• **STATED PROBLEM 1**
In the passage on Czech presidential candidates, which country was Zeman visiting when he gave the interview comparing the Palestinians to the Sudeten Germans?

Of the first round candidates, the only person with diplomatic experience comparable to Havel’s is his long-term adversary Václav Klaus. Though well known in the international domain, he is not exactly the world’s darling, though he did become Margaret Thatcher’s little plaything (she was on her way into retirement by then, however). During his long reign as Czech Prime Minister, the liberal economy ideologue became infamous for his scathing and arrogant comments concerning the European Union, for example. German Chance-llor Helmut Kohl had an antipathy towards him that bordered on aversion, though apparently Klaus did not reciprocate this.

If Klaus has at times lacked diplomatic sensitivity, Milo Zeman, the man who replaced him as premier, has been a walking disaster zone. On an official state visit to Israel last year, he gave a landmine of an interview to a major newspaper. Zeman compared the Palestinians to the Sudeten Germans at the end of World War II, essentially suggesting that the Palestinians should share their fate (in a period of Czech history most would like to forget, the Sudeten Germans were driven out of Czechoslovakia with more than just reasonable force). When asked whether he means to compare Arafat with Hitler, he replied: “Of course.” He went on to say: “It is not my task to evaluate Arafat, but whoever supports terrorism...is in my eyes a terrorist.” Zeman said later that his words had been misconstrued, possibly because a full stop had been made after the words “of course.”

It was not the first of Zeman’s diplomatic howlers. He once used the word “idiots” in connection with Austrians voting against the completion of the Temelín nuclear power plant. From a PR point of view, the prospect of Zeman at the helm of the Castle is a frightening one indeed.

Probably the most controversial subject during Havel’s time in office has been the granting of presidential pardons. Though many of his pardons have made good sense, in the recent pre-Christmas batch Havel suspended the prison sentences of two drunk-drivers and a policeman who embezzled money from a pensioner. Bure has given assurances that he “would not give any pardons without consulting the Minister of Justice.” He is himself a former Justice Minister. As usual, Pithart has been ambiguous on the subject, saying: “it’s hard to say in advance what changes could be made.” Klaus told Lidové Noviny that he considers it “necessary to limit the number of pardons granted through a change of legislation and a change in the behaviour of the president.”

• **STATED PROBLEM 2**
Render the lines of the listing below as a numbered list, starting from the line that contains "Please pin the tree line" and running through the end of the listing, both ends included. Leave out any blank lines and give only those lines.

• **MATERIAL TO PROCESS**

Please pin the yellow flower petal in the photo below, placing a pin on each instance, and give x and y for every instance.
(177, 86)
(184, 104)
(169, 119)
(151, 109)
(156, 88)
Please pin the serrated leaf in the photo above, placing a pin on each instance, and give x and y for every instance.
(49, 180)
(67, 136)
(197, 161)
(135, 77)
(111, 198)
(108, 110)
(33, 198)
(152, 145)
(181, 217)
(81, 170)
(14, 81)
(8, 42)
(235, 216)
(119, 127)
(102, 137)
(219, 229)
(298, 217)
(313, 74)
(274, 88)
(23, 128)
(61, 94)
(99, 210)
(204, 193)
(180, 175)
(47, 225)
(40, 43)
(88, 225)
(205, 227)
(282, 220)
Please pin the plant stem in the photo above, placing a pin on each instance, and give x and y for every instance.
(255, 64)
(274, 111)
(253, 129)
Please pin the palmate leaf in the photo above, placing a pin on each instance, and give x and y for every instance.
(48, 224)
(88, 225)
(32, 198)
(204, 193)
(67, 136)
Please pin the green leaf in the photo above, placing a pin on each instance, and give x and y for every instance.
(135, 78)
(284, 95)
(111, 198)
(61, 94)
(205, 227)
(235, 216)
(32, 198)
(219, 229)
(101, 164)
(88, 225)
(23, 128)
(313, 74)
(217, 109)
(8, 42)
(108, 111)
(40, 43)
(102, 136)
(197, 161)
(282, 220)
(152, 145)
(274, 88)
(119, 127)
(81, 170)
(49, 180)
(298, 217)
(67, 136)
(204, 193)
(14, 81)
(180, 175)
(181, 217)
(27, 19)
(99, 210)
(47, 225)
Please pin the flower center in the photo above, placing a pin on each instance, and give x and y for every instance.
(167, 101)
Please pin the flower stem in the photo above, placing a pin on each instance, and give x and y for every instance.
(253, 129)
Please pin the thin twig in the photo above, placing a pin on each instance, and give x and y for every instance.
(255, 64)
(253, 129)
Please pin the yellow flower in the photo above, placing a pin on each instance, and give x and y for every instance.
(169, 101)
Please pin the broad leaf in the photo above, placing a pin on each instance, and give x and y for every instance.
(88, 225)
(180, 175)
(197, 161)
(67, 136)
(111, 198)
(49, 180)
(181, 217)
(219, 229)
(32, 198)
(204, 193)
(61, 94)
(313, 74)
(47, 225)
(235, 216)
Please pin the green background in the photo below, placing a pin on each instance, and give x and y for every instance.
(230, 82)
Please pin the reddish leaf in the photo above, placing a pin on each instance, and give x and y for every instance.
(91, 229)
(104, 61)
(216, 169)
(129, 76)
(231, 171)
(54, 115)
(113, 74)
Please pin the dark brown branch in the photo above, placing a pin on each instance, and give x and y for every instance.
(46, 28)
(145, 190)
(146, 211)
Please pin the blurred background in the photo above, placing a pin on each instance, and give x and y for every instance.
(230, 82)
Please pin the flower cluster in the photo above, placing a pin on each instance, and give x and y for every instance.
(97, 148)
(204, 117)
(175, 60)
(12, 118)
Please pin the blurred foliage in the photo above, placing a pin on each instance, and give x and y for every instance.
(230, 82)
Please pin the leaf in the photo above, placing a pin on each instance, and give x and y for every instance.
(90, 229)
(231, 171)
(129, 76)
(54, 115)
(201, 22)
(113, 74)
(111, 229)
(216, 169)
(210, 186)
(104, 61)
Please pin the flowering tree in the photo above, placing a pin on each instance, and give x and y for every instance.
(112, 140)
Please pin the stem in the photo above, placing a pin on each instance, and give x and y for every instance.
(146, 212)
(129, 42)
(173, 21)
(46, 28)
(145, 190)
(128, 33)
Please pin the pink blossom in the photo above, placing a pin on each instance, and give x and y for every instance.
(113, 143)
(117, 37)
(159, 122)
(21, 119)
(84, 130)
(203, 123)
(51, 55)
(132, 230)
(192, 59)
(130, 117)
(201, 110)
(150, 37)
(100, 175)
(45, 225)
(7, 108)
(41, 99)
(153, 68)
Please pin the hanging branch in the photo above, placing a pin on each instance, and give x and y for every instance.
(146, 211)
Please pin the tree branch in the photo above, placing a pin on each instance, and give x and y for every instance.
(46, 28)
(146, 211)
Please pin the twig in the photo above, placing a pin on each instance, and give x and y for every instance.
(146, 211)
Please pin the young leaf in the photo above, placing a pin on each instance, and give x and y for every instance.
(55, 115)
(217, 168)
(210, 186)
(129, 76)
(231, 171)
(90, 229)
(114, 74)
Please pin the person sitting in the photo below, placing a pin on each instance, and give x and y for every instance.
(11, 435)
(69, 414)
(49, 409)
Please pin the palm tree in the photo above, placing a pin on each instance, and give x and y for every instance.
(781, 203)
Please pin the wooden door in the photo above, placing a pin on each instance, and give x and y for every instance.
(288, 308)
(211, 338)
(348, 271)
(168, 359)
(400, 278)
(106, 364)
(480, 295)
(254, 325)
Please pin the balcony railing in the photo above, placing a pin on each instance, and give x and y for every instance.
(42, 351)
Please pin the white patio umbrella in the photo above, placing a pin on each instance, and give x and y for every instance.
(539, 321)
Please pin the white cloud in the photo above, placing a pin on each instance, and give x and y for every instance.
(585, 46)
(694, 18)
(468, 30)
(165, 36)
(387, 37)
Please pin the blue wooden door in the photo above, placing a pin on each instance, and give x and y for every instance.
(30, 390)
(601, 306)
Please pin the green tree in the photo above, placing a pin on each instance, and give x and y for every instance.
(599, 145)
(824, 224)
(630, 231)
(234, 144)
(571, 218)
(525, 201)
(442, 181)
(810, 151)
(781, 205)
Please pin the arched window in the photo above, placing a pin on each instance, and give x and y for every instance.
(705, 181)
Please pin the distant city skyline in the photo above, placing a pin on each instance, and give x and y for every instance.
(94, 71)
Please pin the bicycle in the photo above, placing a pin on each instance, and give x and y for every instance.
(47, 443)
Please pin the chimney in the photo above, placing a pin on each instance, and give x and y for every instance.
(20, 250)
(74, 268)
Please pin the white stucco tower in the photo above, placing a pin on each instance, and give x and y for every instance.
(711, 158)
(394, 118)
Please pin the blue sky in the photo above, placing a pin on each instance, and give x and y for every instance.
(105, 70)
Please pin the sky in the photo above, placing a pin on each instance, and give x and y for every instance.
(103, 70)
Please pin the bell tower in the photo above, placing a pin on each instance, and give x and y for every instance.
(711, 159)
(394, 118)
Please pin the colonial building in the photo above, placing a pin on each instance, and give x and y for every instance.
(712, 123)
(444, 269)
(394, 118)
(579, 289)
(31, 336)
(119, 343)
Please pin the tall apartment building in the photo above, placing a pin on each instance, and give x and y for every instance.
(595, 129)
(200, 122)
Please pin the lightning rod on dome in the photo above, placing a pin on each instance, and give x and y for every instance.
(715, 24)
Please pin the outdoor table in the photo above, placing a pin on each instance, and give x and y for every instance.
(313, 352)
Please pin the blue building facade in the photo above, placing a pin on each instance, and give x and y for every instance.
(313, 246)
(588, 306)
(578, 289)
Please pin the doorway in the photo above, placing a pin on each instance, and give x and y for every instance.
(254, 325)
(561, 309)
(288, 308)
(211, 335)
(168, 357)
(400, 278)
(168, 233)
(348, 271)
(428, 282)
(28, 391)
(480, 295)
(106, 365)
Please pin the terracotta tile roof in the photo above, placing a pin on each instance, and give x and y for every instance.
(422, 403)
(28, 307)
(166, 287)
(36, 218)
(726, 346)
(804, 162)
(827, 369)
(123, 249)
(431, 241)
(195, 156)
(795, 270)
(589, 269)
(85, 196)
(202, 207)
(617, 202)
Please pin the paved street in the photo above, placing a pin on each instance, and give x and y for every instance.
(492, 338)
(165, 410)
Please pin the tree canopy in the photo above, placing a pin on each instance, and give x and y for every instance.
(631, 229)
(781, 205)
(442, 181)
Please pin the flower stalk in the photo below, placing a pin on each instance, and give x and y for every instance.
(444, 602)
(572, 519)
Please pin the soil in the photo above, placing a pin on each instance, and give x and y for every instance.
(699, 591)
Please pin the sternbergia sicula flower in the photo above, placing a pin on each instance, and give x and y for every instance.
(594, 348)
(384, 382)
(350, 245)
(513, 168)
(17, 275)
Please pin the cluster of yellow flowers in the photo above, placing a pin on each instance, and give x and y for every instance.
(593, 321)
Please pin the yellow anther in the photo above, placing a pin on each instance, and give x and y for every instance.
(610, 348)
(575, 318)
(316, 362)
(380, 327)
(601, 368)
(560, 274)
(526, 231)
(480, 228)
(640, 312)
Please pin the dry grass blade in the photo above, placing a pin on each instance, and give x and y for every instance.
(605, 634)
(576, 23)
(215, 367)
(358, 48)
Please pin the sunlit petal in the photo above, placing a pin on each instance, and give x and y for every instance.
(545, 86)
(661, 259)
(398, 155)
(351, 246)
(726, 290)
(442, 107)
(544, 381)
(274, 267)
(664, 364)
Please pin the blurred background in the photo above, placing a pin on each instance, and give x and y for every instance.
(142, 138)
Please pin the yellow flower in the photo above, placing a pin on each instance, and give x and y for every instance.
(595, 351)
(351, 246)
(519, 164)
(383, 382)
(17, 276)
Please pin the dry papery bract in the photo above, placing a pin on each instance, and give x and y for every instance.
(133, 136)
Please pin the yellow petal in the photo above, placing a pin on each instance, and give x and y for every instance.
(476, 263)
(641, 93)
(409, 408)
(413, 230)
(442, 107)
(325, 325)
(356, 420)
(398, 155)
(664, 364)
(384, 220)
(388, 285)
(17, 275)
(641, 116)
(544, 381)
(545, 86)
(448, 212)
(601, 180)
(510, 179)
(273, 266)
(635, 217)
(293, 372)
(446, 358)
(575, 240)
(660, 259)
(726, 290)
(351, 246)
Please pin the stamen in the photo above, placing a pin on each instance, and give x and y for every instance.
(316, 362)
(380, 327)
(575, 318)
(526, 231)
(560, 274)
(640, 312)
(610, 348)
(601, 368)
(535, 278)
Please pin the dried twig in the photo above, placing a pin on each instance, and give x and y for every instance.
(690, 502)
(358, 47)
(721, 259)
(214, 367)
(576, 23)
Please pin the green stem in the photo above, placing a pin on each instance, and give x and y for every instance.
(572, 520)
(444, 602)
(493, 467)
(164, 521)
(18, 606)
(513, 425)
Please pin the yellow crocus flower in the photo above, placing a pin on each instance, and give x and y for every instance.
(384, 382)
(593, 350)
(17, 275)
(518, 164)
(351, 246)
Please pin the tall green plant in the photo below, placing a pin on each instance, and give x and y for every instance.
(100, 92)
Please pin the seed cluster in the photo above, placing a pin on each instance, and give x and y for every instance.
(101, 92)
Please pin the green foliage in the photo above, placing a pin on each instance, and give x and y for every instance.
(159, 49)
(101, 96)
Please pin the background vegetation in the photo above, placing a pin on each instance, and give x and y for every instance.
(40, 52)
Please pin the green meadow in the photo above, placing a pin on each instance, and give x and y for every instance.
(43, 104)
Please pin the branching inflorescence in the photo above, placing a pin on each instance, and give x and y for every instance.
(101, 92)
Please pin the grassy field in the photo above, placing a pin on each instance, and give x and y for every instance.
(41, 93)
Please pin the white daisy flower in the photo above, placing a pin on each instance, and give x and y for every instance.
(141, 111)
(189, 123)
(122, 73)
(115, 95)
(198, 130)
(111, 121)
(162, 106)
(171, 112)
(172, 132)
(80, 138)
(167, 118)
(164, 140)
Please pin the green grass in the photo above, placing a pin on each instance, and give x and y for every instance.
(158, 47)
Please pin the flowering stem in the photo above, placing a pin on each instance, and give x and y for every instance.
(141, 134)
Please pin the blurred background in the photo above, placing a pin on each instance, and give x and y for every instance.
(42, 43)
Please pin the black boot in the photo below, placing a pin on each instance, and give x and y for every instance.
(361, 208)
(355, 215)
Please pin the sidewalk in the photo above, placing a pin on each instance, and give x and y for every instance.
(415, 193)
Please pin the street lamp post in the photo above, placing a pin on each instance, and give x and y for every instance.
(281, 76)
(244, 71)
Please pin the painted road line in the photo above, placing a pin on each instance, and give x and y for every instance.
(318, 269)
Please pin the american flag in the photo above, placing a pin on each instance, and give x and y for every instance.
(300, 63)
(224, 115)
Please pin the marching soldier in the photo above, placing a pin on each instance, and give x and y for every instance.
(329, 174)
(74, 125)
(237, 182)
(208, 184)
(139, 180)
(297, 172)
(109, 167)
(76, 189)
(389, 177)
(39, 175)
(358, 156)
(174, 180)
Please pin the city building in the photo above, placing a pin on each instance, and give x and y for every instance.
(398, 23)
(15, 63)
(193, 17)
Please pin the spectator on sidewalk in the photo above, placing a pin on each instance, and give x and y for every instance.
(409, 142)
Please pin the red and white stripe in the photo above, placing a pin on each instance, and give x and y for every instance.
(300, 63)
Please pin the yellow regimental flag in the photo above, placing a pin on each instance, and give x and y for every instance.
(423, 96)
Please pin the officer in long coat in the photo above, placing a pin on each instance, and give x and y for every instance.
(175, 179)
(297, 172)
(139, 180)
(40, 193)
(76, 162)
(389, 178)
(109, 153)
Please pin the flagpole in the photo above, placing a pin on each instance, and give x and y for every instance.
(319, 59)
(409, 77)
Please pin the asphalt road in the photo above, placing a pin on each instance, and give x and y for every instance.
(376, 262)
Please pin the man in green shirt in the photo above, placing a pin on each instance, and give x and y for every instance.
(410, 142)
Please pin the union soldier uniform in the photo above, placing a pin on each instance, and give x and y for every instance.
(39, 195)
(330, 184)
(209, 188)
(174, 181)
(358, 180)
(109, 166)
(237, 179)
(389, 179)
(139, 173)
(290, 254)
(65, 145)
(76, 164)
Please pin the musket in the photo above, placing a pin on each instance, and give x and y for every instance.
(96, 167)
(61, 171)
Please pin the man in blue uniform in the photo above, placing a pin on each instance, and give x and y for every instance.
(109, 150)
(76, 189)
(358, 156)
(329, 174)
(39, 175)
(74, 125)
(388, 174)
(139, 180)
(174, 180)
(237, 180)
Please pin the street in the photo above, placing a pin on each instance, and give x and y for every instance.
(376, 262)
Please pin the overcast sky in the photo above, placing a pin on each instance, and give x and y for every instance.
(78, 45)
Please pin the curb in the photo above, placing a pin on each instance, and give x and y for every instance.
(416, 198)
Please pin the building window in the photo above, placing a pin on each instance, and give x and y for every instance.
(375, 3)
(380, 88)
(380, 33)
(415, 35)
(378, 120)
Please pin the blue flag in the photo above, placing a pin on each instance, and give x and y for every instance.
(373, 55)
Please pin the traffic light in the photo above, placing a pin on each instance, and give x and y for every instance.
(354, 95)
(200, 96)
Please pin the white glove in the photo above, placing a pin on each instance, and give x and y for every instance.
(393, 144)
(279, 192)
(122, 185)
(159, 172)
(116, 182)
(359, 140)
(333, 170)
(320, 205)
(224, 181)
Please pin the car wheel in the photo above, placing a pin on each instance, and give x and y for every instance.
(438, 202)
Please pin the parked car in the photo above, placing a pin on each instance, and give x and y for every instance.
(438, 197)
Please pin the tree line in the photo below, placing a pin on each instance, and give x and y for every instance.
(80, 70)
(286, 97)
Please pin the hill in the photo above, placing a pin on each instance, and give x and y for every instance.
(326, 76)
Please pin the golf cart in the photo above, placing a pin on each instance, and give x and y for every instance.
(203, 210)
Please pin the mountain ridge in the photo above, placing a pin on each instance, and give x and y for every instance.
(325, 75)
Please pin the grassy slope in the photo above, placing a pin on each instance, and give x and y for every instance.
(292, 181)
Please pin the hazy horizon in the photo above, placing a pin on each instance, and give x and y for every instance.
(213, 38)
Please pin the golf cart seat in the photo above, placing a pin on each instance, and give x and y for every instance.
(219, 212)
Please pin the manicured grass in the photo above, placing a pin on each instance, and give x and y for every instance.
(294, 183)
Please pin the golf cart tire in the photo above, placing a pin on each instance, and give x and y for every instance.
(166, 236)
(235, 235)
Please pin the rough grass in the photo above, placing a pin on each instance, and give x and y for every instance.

• **FINISHED ANSWER 1**
Israel

• **FINISHED ANSWER 2**
1. Please pin the tree line in the photo below, placing a pin on each instance, and give x and y for every instance.
2. (80, 70)
3. (286, 97)
4. Please pin the hill in the photo above, placing a pin on each instance, and give x and y for every instance.
5. (326, 76)
6. Please pin the golf cart in the photo above, placing a pin on each instance, and give x and y for every instance.
7. (203, 210)
8. Please pin the mountain ridge in the photo above, placing a pin on each instance, and give x and y for every instance.
9. (325, 75)
10. Please pin the grassy slope in the photo above, placing a pin on each instance, and give x and y for every instance.
11. (292, 181)
12. Please pin the hazy horizon in the photo above, placing a pin on each instance, and give x and y for every instance.
13. (213, 38)
14. Please pin the golf cart seat in the photo above, placing a pin on each instance, and give x and y for every instance.
15. (219, 212)
16. Please pin the manicured grass in the photo above, placing a pin on each instance, and give x and y for every instance.
17. (294, 183)
18. Please pin the golf cart tire in the photo above, placing a pin on each instance, and give x and y for every instance.
19. (166, 236)
20. (235, 235)
21. Please pin the rough grass in the photo above, placing a pin on each instance, and give x and y for every instance.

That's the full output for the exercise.